● **EXERCISE GOAL**:
Exactly reproduce the line that contains "center in this photo." and all lines after it in the entries below, through the very last line.

Collected data:
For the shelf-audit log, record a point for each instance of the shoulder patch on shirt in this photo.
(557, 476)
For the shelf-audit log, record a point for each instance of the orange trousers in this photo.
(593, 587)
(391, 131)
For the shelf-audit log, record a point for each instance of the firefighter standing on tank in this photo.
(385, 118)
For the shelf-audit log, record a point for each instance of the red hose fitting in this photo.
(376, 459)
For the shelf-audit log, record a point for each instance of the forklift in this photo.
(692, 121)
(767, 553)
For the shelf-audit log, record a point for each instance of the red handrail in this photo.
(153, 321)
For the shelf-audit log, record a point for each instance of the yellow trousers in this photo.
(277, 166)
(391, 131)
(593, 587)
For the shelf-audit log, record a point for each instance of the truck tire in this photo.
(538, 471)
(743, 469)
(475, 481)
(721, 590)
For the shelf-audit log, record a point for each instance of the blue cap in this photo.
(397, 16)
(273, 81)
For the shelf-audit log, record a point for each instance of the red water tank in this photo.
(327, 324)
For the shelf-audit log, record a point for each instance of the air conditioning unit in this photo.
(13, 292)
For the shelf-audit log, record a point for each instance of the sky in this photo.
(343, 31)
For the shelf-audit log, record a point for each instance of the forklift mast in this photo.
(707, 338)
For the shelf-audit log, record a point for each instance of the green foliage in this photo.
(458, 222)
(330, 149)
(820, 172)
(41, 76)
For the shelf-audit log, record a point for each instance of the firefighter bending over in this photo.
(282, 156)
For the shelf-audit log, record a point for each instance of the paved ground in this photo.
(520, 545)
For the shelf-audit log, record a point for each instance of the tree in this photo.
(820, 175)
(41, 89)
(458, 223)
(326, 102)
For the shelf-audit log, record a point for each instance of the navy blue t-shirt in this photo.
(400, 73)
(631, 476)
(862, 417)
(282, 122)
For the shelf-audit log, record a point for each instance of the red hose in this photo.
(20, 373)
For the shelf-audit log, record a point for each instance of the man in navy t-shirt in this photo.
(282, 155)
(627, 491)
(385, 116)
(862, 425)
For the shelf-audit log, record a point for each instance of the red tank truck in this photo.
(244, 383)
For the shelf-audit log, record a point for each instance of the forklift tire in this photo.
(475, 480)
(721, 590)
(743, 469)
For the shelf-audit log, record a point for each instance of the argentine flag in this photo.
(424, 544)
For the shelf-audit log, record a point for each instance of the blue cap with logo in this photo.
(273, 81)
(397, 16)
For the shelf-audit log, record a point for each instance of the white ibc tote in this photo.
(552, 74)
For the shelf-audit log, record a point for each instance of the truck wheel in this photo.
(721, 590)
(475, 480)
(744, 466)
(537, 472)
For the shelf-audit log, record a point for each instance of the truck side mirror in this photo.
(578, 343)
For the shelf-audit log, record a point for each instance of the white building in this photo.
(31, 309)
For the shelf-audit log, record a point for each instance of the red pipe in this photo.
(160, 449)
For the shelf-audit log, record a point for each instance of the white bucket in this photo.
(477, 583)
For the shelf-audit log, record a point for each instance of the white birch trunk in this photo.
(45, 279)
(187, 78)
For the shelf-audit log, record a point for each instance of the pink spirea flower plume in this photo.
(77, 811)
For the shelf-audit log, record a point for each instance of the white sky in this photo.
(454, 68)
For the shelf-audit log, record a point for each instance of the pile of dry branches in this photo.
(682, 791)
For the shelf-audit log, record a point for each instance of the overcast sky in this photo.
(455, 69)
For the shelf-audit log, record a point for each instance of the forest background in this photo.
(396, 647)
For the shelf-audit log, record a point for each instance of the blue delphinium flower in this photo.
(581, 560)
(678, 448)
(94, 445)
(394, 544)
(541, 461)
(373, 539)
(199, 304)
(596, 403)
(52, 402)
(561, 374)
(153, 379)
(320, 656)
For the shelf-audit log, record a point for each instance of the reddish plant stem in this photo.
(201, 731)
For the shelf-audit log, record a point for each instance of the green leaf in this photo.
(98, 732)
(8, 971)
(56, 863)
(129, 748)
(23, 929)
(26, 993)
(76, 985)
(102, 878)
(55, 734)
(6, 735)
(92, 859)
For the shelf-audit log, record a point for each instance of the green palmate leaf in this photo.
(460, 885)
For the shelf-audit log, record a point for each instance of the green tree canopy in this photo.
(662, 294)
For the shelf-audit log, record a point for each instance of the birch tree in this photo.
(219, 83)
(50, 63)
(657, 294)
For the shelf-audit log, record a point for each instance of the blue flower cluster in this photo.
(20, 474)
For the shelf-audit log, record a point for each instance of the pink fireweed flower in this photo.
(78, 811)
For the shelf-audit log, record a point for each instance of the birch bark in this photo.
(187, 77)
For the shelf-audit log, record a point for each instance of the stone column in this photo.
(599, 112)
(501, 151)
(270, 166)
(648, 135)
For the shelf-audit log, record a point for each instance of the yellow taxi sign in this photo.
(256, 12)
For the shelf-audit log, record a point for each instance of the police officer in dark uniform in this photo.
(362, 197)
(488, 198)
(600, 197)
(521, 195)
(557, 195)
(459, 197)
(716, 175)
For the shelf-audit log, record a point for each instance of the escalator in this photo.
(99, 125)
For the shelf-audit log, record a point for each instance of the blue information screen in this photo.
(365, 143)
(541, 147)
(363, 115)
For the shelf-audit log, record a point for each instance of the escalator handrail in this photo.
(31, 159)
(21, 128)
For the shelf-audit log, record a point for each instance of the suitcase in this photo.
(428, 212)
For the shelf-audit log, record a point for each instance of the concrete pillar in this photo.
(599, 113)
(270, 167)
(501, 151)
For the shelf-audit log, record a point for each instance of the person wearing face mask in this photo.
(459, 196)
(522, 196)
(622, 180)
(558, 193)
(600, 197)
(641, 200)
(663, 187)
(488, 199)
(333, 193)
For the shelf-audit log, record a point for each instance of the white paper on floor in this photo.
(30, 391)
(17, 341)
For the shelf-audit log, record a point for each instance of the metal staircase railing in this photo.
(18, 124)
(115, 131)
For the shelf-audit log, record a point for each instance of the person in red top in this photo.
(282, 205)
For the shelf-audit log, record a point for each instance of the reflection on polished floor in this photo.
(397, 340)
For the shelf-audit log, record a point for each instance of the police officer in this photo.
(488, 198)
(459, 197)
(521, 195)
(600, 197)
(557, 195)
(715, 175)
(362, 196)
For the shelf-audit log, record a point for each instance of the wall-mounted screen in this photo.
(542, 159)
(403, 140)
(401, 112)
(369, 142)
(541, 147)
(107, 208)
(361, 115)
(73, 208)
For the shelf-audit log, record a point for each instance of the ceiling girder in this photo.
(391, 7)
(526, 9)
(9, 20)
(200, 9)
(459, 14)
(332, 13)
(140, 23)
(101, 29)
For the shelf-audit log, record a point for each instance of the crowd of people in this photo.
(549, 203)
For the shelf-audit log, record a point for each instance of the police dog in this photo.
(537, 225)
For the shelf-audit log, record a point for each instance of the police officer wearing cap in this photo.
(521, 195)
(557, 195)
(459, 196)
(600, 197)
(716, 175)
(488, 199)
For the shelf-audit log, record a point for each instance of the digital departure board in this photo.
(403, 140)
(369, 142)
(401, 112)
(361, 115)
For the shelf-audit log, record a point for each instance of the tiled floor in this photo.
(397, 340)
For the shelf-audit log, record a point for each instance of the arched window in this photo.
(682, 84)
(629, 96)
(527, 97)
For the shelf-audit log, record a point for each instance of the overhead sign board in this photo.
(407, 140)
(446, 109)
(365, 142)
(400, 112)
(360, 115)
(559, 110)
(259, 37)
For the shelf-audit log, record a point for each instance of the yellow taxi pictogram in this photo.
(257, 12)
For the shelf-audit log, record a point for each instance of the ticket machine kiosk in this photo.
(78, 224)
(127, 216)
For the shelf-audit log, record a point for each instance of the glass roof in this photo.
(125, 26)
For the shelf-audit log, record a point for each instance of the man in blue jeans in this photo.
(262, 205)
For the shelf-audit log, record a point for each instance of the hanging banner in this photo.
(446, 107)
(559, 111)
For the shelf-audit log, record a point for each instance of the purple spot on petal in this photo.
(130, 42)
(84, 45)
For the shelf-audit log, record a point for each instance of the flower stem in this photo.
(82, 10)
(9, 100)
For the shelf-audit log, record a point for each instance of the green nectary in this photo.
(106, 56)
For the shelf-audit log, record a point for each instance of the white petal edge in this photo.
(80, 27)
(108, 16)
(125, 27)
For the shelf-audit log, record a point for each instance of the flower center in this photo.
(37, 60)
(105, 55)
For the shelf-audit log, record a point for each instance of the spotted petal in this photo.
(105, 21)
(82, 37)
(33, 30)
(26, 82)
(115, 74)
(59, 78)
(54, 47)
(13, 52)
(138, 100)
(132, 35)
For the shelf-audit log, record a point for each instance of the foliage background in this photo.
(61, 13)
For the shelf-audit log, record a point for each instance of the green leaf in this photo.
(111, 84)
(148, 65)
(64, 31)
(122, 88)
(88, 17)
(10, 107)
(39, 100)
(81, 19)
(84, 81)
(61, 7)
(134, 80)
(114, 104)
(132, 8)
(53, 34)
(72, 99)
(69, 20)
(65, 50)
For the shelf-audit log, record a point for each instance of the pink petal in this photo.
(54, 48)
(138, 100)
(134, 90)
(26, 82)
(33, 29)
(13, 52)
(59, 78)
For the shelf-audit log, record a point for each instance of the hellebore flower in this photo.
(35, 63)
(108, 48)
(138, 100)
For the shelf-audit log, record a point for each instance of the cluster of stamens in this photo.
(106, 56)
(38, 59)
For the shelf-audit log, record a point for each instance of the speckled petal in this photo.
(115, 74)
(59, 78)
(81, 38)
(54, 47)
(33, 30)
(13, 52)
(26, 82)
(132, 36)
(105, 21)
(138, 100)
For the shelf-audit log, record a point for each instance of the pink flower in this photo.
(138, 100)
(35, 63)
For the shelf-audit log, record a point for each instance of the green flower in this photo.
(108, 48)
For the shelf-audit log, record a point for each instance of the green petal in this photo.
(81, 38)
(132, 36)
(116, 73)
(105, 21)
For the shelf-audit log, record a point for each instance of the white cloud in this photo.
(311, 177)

● **RESPONSE FOR THIS EXERCISE**:
For the shelf-audit log, record a point for each instance of the flower center in this photo.
(37, 60)
(105, 55)
For the shelf-audit log, record a point for each instance of the spotted petal in this photo.
(105, 21)
(82, 37)
(33, 30)
(26, 82)
(115, 74)
(59, 78)
(54, 47)
(13, 52)
(138, 100)
(132, 35)
For the shelf-audit log, record a point for each instance of the foliage background in this photo.
(61, 13)
For the shelf-audit log, record a point for each instance of the green leaf in this photo.
(111, 84)
(148, 65)
(64, 31)
(122, 88)
(88, 17)
(10, 107)
(39, 100)
(81, 19)
(84, 81)
(61, 7)
(134, 80)
(114, 104)
(132, 8)
(53, 34)
(72, 99)
(69, 20)
(65, 50)
For the shelf-audit log, record a point for each instance of the pink petal in this photo.
(54, 48)
(138, 100)
(134, 90)
(26, 82)
(33, 29)
(13, 52)
(59, 78)
For the shelf-audit log, record a point for each instance of the hellebore flower in this photo.
(35, 63)
(108, 48)
(138, 100)
For the shelf-audit log, record a point for each instance of the cluster of stamens in this photo.
(106, 56)
(38, 59)
For the shelf-audit log, record a point for each instance of the speckled petal in this photo.
(115, 74)
(59, 78)
(81, 38)
(54, 47)
(33, 30)
(13, 52)
(26, 82)
(132, 36)
(105, 21)
(138, 100)
For the shelf-audit log, record a point for each instance of the pink flower in this photo.
(138, 100)
(35, 63)
For the shelf-audit log, record a point for each instance of the green flower in this photo.
(108, 48)
For the shelf-audit log, record a point for each instance of the green petal in this photo.
(81, 38)
(132, 36)
(116, 73)
(105, 21)
For the shelf-audit log, record a point for each instance of the white cloud in this photo.
(311, 177)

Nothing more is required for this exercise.